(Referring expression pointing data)
++++
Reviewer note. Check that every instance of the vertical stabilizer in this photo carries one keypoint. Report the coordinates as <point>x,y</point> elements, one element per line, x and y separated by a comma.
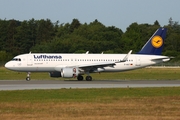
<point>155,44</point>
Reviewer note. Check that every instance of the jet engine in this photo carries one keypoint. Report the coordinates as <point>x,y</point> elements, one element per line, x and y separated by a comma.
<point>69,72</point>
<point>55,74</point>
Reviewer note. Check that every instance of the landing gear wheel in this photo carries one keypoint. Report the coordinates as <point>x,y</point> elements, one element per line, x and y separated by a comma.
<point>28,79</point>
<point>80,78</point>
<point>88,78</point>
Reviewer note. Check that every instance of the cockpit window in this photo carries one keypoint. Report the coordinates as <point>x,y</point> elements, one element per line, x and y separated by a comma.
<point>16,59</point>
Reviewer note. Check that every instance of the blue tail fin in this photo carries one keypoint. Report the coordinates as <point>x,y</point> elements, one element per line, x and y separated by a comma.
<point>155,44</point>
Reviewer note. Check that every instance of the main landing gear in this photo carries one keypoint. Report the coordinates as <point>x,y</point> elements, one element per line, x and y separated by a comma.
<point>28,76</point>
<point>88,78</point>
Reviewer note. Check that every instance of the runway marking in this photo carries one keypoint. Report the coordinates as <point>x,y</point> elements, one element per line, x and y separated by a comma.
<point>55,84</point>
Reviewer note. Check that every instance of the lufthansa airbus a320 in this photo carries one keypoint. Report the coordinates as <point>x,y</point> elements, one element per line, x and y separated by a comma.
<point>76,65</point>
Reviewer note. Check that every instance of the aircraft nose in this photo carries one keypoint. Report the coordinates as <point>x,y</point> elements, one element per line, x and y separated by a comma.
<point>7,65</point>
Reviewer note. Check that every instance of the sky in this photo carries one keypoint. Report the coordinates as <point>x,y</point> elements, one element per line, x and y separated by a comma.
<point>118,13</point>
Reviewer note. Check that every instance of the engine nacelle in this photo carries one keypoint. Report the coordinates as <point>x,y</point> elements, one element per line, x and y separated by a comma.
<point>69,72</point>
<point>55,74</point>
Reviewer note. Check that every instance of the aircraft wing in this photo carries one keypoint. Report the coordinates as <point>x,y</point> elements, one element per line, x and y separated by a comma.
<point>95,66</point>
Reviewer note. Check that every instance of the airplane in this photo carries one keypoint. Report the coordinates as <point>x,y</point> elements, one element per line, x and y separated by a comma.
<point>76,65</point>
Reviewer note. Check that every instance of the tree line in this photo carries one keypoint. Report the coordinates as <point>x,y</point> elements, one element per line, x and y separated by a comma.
++++
• [What the task asks]
Write out the records in full and exactly, omitting the pictures they hold.

• [Response]
Reviewer note. Check that every instance of the vertical stabilizer in this photo carries one keypoint. Report the coordinates as <point>x,y</point> elements, one element per line, x and y separated by a comma.
<point>155,44</point>
Reviewer note. Check that every instance of the jet engine in this photo carries one keypoint. Report the coordinates as <point>x,y</point> elements, one element per line, x and y separated by a comma.
<point>69,72</point>
<point>55,74</point>
Reviewer note. Check that every instance of the landing gear wheel in this photo carries one keypoint. Report the coordinates as <point>x,y</point> elements, one element per line, x and y separated by a comma.
<point>28,79</point>
<point>80,78</point>
<point>88,78</point>
Reviewer note. Check that every instance of the cockpit window in this photo carries one keypoint. Report the coordinates as <point>x,y</point> elements, one element per line, x and y separated by a comma.
<point>16,59</point>
Reviewer note. Check that every instance of the blue tail fin in this photo carries one keypoint. Report the coordinates as <point>x,y</point> elements, one element per line, x and y separated by a comma.
<point>155,44</point>
Reviewer note. Check that every instance of the main landing gear in this photo carries one keypoint. Report the coordinates as <point>x,y</point> elements, one element per line, x and y separated by a comma.
<point>28,76</point>
<point>88,78</point>
Reviewer note. Check that every instance of the runway marking in this photo carries one keypoint. Report the coordinates as <point>x,y</point> elements, one element per line, x and y separated by a comma.
<point>55,84</point>
Reviewer note. Check that every instance of the lufthansa airbus a320 in this photo carries one keypoint. Report the coordinates as <point>x,y</point> elements, one element per line, x and y separated by a comma.
<point>76,65</point>
Reviewer note. Check that every instance of the aircraft nose in this photo carries one keypoint. Report the coordinates as <point>x,y</point> elements, one element per line, x and y separated by a comma.
<point>7,65</point>
Reviewer note. Check that every instance of the sky in this photo carries one keypoint. Report the coordinates as <point>x,y</point> elements, one element per line, x and y separated by a comma.
<point>118,13</point>
Reviewer note. Check that every instance of the engine nacelle in this photo carries one keypoint. Report the coordinates as <point>x,y</point> elements, one element per line, x and y separated by a comma.
<point>69,72</point>
<point>55,74</point>
Reviewer note. Check that every instance of the aircraft wing in this photo carries one keypoint. Report the coordinates as <point>x,y</point> elements, one element per line, x and y separated by a comma.
<point>95,66</point>
Reviewer note. Check that every instance of the airplane in this photo carries one keypoint. Report the coordinates as <point>x,y</point> elements, one element per line, x and y separated by a comma.
<point>76,65</point>
Reviewer note. Check that every instance of the tree line in this photo carries one keypoint. Report the coordinates as <point>x,y</point> elements, one element per line, x and y separated by a comma.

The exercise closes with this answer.